* OBIETTIVO DELL'ESERCIZIO
Stabilisci se le affermazioni seguenti concordano con il testo sui bottle bricks, rispondendo sì o no e citando le parole del testo che lo dimostrano.
1. Patrick e i suoi amici si sono registrati ufficialmente come Ghetto research lab nel 2016.
2. Nelle case asiatiche costruite con mattoni di plastica, i mattoni erano riempiti con altra plastica.
3. La donazione della Lupererial foundation era destinata alla costruzione di due bagni pubblici.

* TESTO ESTRATTO
§ §
Dopo due anni, finalmente, il gruppo trova una soluzione economica e soddisfacente per ridurre l’inquinamento da plastica nel ghetto: i bottle bricks, mattonelle derivate dalla fusione delle bottiglie. «Mi ci è voluto del tempo per arrivarci. Dopo aver trovato l’idea giusta, ho scoperto che in Asia c’erano tante case costruite con i mattoni di plastica, ma dentro c’era la terra, non altra plastica». Intanto, nel 2016, Patrick e i suoi amici si registrano ufficialmente come Ghetto research lab, un’organizzazione non profit che ha l’obiettivo di formare i giovani su pratiche sostenibili, e aiutarli a diventare economicamente indipendenti. Poi, nel 2018, la Lupererial foundation, una fondazione gestita da un ricco indiano, proprietario di moltissimi lodges turistici in Uganda, dona 15 milioni di scellini ugandesi a Grl, raccolti tramite una «goat race» (gara di capre, tipica di certi gruppi etnici, ndr), per costruire due bagni pubblici. Vengono coinvolte decine di madri single che abitano nelle baracche attorno alla discarica. Le donne raccolgono e riempiono 35mila bottigliette con sacchetti di plastica. «Il governo voleva chiudere una scuola di Kwamokya perché non aveva le latrine per gli studenti. Grazie a questo progetto, quei bambini possono continuare a studiare».
§ §
* DATI MOSTRATI

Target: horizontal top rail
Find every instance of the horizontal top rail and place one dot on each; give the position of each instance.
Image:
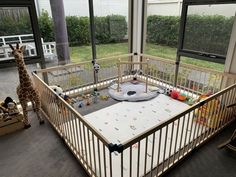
§ §
* SOLUZIONE
1. Sì: «nel 2016, Patrick e i suoi amici si registrano ufficialmente come Ghetto research lab»
2. No: «ma dentro c’era la terra, non altra plastica»
3. Sì: «per costruire due bagni pubblici»